So You Want To Grow Lavender
by Judy Kautz, OSU Extension Master Gardener
Lavender (Lavendula spp.) is a well-known and fragrant perennial plant with gray-green foliage, upright flower spikes, and a compact shrub form. It's native to Europe and can be planted in the spring after the risk of frost has passed and the soil has warmed up. It will grow at a moderate pace, often adding a few inches to its size each year.
In the garden, lavender makes an excellent companion plant for almost anything from roses to cabbage. It is one of those aromatic, gray herbs that deer avoid, making it a great choice as a decoy in your beds. Lavender can be toxic to pets like dogs and cats.
Lavender makes an excellent companion plant for almost anything, and it is one of those aromatic, gray herbs that deer avoid.
As with most plants, your success in growing lavender will depend both on what kind of growing conditions you provide and which varieties you select to grow. Lavender plants will tolerate many growing conditions, but they thrive best in warm, well-draining soil and full sun.
Most lavenders are labeled hardy in USDA zones 5a through 9a, but this is not a plant that is dependable enough to use as a hedge. Realistically, you can expect plants to do well when the weather cooperates, but be prepared to experience the occasional loss of a plant or two after a severe winter or a wet, humid summer.
Even if you do everything right and your lavender plants appear happy, the genus is generally not long-lived and most lavender plants begin to decline in 10 years or less. Keep starting new plants to ensure you have a bountiful harvest for years to come. Lavender plants are fairly trouble-free, but leaf spots and root rot can occur if the soil is too wet. Additionally, many plants will perish if their soil gets too wet over the winter months.
Lavender plants thrive in full sunlight, which is the best way to guarantee a lot of buds and big, full bushes. They don't tolerate much (if any) shade, so don't plant them in a spot where they'll be overshadowed by trees or other large plants.
Lean soil will encourage a higher concentration of oils (and good smells), so go easy on the organic matter and fertilizer. Lavender plants prefer well-drained soil that is on the drier side, so if you're using a traditional potting mix, be sure to add in some sand for drainage. An alkaline or especially chalky soil will enhance your lavender's fragrance, while any pH below about 6.5 will likely cause lavender plants to be very short-lived.

» PARTS OF THE EXERCISE
**A)** Output the stretch of the lavender article from "So You Want" through "dogs and cats.", word for word.
**B)** According to the lavender article, in which USDA zones are most lavenders labeled hardy?
**C)** Decide whether each statement agrees with the lavender article, answering yes or no and quoting the deciding words: (i) Lavender is native to Europe. (ii) Lavender plants do well in heavy shade. (iii) Most lavender plants begin to decline within about a decade.
Work only from the lavender article.

Stored records
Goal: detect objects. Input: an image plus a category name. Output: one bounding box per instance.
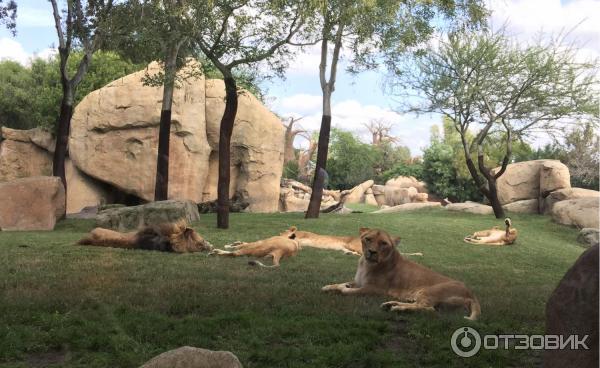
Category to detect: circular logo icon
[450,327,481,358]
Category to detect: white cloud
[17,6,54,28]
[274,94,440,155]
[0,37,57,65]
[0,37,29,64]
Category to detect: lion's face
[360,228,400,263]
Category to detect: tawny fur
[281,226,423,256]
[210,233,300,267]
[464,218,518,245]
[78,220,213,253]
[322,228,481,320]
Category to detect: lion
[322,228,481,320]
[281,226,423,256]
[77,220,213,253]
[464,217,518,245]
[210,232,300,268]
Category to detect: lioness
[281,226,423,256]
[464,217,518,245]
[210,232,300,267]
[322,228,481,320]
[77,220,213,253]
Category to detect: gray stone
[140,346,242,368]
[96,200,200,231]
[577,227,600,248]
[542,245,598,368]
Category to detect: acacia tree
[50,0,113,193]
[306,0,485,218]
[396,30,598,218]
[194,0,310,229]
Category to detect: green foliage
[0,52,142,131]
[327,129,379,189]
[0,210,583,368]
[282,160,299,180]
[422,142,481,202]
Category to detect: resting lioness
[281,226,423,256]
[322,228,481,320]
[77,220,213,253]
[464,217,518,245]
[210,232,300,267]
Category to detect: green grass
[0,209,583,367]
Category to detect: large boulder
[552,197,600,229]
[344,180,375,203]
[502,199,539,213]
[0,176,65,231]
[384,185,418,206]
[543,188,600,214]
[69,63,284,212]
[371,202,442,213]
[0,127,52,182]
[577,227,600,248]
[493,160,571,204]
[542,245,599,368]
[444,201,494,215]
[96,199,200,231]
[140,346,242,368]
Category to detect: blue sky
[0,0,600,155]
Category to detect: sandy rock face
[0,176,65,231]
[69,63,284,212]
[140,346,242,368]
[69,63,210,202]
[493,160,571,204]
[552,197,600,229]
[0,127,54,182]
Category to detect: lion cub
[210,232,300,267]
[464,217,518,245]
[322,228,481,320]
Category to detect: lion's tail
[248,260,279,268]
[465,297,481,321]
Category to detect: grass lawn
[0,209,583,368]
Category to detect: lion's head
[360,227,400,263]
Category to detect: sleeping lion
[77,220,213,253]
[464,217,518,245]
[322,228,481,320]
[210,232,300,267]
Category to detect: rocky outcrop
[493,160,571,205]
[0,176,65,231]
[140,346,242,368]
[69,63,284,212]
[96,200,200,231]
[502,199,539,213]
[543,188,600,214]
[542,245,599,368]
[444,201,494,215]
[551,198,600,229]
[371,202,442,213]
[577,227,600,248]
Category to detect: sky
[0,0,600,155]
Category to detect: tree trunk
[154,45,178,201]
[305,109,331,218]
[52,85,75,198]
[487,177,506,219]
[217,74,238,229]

» RESULTS FOR THE EXERCISE
**A)**
So You Want To Grow Lavender
by Judy Kautz, OSU Extension Master Gardener
Lavender (Lavendula spp.) is a well-known and fragrant perennial plant with gray-green foliage, upright flower spikes, and a compact shrub form. It's native to Europe and can be planted in the spring after the risk of frost has passed and the soil has warmed up. It will grow at a moderate pace, often adding a few inches to its size each year.
In the garden, lavender makes an excellent companion plant for almost anything from roses to cabbage. It is one of those aromatic, gray herbs that deer avoid, making it a great choice as a decoy in your beds. Lavender can be toxic to pets like dogs and cats.

**B)** Zones 5a through 9a.

**C)**
(i) Yes: "It's native to Europe"
(ii) No: "They don't tolerate much (if any) shade"
(iii) Yes: "most lavender plants begin to decline in 10 years or less"